§ What is needed: Starting at the line that contains "Look at the photograph above. For each instance of the white" and running to the end of the material below, rewrite those lines as a numbered list, omitting any blank lines.

╔══

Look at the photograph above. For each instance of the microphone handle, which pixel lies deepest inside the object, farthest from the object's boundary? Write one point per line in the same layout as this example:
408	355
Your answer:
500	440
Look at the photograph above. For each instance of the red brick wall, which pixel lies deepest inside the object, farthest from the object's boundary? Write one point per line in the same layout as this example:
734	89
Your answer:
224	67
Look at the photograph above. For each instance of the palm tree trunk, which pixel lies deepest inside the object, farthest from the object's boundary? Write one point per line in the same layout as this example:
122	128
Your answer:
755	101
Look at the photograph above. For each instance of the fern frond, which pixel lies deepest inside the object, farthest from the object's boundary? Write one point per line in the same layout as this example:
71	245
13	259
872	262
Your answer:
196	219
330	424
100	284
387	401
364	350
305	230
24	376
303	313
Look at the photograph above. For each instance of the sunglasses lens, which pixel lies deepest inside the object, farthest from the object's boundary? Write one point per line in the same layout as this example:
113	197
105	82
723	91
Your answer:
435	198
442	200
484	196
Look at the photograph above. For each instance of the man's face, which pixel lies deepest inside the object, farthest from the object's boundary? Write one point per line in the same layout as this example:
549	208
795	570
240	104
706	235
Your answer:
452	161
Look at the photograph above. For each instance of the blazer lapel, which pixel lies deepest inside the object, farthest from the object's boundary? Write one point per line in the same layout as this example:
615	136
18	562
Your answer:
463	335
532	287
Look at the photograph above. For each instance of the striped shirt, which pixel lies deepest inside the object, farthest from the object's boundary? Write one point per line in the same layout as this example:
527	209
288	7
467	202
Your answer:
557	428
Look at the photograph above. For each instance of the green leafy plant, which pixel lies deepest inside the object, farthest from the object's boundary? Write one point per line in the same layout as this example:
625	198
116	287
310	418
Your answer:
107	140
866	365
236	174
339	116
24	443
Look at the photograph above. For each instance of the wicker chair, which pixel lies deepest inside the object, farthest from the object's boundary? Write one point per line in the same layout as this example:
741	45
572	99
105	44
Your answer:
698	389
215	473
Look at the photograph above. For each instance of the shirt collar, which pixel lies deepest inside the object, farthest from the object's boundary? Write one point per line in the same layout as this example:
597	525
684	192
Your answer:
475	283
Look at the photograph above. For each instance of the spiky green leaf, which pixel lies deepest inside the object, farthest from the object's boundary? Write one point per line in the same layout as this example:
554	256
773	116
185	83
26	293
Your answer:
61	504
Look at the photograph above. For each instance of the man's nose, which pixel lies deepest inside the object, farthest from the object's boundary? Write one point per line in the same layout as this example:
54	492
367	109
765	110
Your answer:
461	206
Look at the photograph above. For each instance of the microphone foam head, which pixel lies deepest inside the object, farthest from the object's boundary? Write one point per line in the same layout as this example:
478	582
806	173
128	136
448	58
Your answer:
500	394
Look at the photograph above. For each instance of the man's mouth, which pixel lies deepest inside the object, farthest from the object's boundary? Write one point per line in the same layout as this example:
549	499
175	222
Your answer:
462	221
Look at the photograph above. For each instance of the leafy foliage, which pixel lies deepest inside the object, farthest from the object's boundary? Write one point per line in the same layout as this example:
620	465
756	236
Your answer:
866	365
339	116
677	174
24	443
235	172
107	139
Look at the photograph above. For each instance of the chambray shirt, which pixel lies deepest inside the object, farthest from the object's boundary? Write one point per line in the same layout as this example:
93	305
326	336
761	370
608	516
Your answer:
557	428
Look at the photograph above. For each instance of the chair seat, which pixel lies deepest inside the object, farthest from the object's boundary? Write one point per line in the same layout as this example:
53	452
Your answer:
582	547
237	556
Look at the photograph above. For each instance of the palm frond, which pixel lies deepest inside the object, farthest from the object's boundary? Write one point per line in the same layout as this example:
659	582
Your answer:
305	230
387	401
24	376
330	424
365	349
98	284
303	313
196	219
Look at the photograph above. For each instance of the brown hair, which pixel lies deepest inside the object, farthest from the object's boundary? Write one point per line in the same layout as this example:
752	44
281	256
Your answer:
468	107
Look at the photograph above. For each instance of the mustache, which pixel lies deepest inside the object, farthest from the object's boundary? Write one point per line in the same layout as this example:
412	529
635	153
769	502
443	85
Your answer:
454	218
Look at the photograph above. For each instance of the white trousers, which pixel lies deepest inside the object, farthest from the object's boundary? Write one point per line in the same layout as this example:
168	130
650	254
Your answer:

╚══

§ The response:
1. Look at the photograph above. For each instance of the white trousers, which pixel lies deepest inside the object, farthest from the object's boundary? Write one point per line in the same layout as this example:
2. 168	130
3. 650	254
4. Your answer:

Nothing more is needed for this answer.